[Given problem] Pull out every line in the entries below that contains the string "knitted", copying each one in full.

######

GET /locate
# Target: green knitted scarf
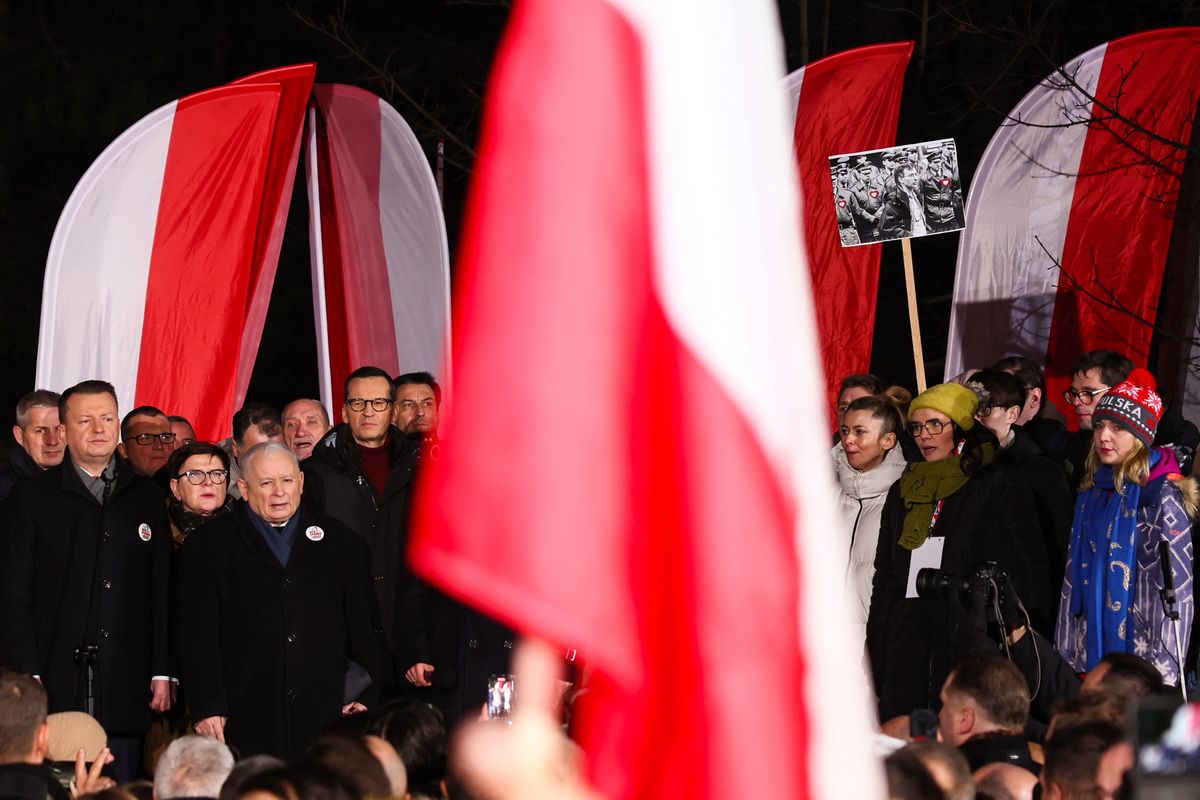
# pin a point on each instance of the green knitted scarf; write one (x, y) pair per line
(923, 485)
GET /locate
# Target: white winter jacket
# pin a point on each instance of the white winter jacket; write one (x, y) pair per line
(861, 498)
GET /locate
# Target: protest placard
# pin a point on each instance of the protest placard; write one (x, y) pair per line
(899, 192)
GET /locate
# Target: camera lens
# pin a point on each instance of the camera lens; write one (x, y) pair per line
(933, 583)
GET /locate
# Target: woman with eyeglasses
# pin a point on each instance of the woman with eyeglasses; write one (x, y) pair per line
(957, 512)
(868, 461)
(199, 480)
(1131, 539)
(199, 486)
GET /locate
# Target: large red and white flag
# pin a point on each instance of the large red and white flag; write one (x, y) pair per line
(847, 102)
(161, 266)
(1085, 174)
(381, 266)
(633, 467)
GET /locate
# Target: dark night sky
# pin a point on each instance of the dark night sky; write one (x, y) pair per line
(77, 73)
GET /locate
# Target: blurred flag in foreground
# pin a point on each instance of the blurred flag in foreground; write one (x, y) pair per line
(636, 458)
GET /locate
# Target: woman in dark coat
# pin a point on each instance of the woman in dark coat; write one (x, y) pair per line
(953, 511)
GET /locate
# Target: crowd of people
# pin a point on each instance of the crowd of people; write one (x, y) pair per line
(247, 599)
(239, 617)
(1020, 588)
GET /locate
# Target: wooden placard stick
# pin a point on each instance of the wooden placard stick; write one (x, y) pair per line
(913, 322)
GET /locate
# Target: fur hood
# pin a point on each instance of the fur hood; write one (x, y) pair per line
(1191, 491)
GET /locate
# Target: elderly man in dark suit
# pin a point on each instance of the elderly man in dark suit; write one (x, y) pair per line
(87, 554)
(275, 615)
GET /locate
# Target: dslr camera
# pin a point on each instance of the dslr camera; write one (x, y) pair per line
(987, 583)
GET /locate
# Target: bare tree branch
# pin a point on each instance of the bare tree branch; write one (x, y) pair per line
(336, 28)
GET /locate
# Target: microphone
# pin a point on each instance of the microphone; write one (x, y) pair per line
(1164, 557)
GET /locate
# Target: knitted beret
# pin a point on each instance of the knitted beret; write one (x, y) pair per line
(954, 401)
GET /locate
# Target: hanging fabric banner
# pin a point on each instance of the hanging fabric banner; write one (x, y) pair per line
(161, 264)
(381, 264)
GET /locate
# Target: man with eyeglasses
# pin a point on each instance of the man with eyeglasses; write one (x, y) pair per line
(147, 440)
(84, 567)
(359, 474)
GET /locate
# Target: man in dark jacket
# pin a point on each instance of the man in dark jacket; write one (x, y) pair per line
(39, 437)
(359, 474)
(1020, 455)
(275, 613)
(985, 704)
(1096, 372)
(87, 555)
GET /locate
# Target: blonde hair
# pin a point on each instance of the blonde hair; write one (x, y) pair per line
(1134, 467)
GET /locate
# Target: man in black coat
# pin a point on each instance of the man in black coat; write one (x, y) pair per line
(87, 554)
(360, 474)
(275, 615)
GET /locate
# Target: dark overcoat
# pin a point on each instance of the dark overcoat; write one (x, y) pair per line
(265, 645)
(78, 572)
(336, 485)
(913, 642)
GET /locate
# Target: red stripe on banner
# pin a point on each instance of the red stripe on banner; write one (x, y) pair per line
(337, 347)
(849, 102)
(354, 143)
(297, 84)
(1120, 226)
(203, 253)
(642, 522)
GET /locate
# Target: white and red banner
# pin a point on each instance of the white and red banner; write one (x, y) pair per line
(161, 265)
(381, 265)
(1085, 174)
(846, 102)
(636, 367)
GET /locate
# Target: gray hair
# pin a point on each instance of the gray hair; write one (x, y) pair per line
(36, 398)
(263, 449)
(192, 767)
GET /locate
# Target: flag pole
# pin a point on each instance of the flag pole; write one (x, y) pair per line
(913, 322)
(439, 174)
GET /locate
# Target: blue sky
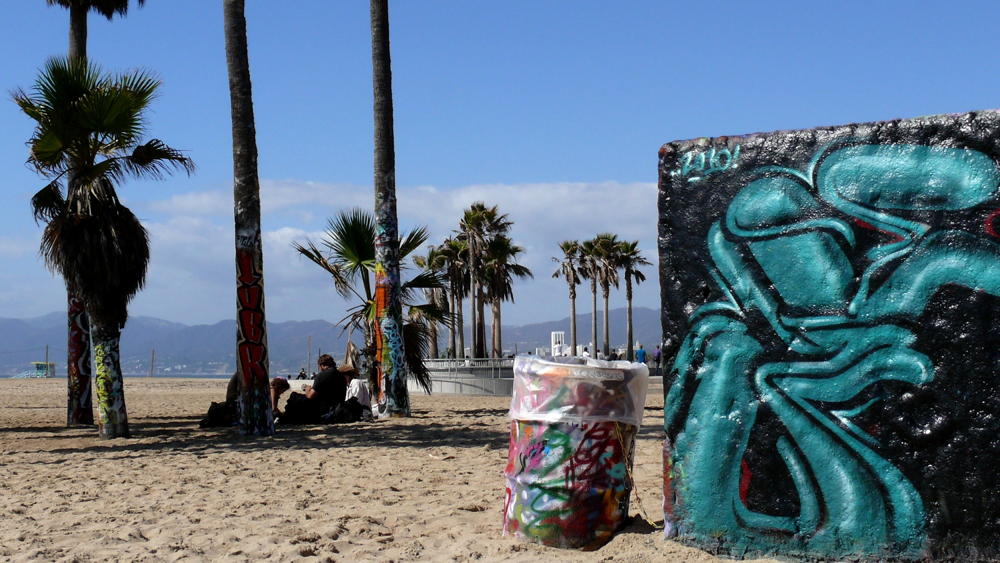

######

[Solution to the exercise]
# Target: green knitted scarf
# pin a point on each instance of the green knitted scarf; write one (x, y) pair per line
# Target: knitted beret
# pin a point on each instance of the knitted beret; write one (x, y) pair per line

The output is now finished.